### Request
Scale the data below: repeat every line, text and answers alike, multiplying each bounding-box coordinate by 1.35 and rounding to whole numbers, with halves rounded up. Leave the pictures out.

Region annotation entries
┌──

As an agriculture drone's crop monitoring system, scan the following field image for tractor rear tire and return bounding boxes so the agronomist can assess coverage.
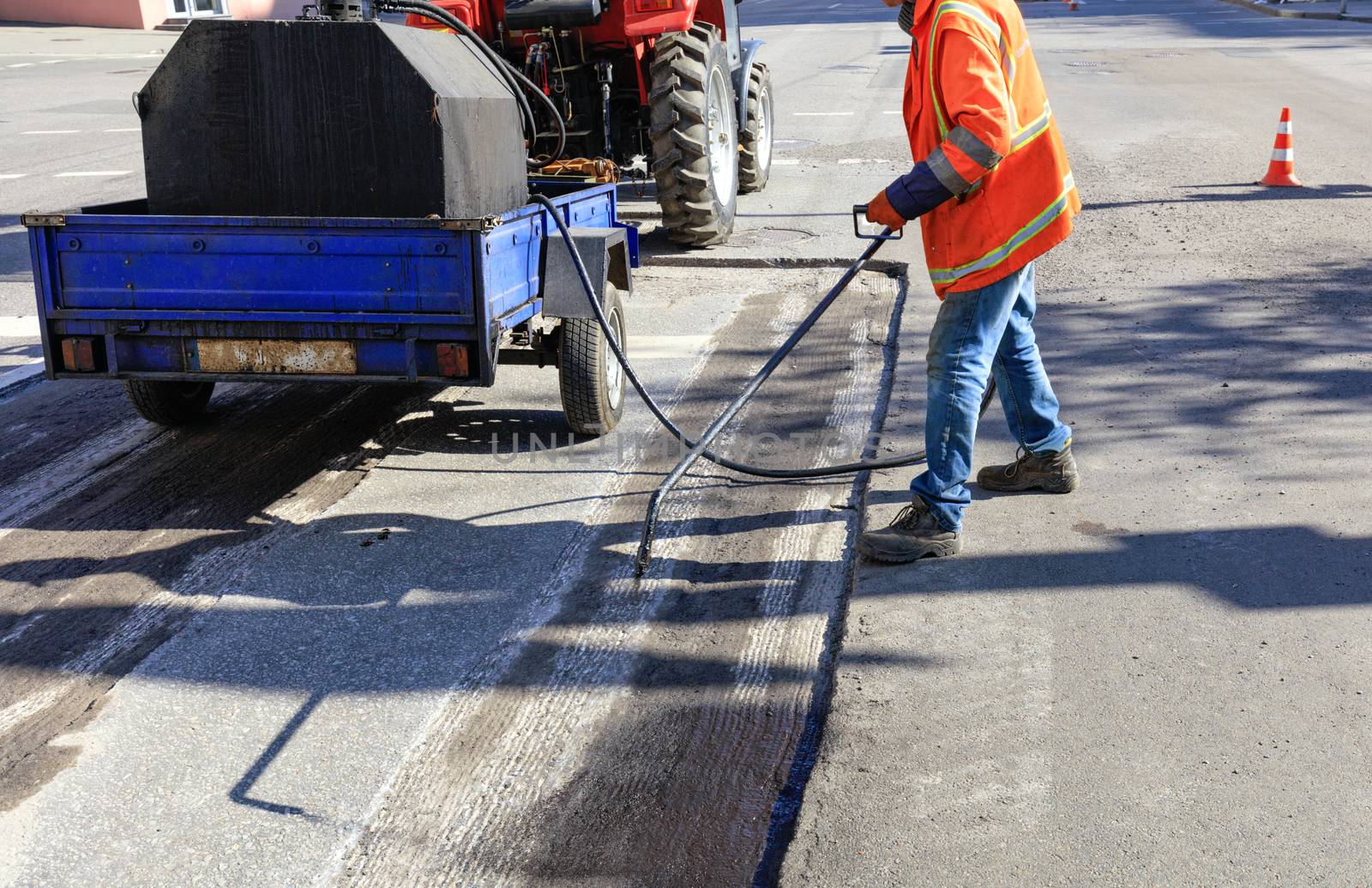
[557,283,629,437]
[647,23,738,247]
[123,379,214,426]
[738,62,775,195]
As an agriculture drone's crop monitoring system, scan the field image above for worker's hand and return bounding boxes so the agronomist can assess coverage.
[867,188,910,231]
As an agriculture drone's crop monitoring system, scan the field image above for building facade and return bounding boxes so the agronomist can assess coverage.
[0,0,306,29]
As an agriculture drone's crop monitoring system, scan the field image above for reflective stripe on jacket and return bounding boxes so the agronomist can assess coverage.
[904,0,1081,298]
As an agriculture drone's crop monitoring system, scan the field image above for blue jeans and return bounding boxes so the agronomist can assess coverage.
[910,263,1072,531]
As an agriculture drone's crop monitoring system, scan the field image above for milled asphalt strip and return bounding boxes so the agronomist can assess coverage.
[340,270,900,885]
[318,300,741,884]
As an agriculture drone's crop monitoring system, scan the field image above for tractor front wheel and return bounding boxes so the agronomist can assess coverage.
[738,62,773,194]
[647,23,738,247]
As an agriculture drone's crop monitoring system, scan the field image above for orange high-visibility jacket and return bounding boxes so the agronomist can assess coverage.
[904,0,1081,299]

└──

### Complete answer
As an agriculture drone's crop monitoring system, scan the following field image for tractor rear tire and return bounding boxes so the agronomist can assess coverage.
[752,382,849,590]
[873,31,996,333]
[166,512,289,575]
[996,84,1046,263]
As an agriculture drone's crop monitoring system, scan the field image above for worker's hand and return bounding boxes so the agronomist can assess coverage.
[1170,254,1229,312]
As an agriculture drone's crop monitoring system, scan the field image above for building facade and return bounding boxes so the agronomist can assess coverage.
[0,0,413,39]
As an agriculture drone's crop monitoring system, scan the field image above for reflective stripe on jacket and return bounding boxes so the agronomist can assess coverage.
[1220,0,1459,402]
As an agriculture drone's crop monitoring system, scan the field image above for blue jeans and return bounding boxes so the agronomist can assess coverage.
[1229,355,1447,717]
As an agriculture drone's crop monitoring system, scan the field image above for milled asphalt strip and return bounding boxes so the agronomist can assess coverage.
[459,365,1215,1195]
[429,405,1000,1193]
As an agriculture drone's crop monitoring system, scan the field image above for tractor front wheel and return bounding boxes so the agronomist can assess coverage.
[996,84,1044,262]
[873,31,996,333]
As an agriculture drone's crop monitoring system, scan the field image above for orange high-visibility jacket and return bounding boxes so the agronomist can assess coverage.
[1220,0,1459,404]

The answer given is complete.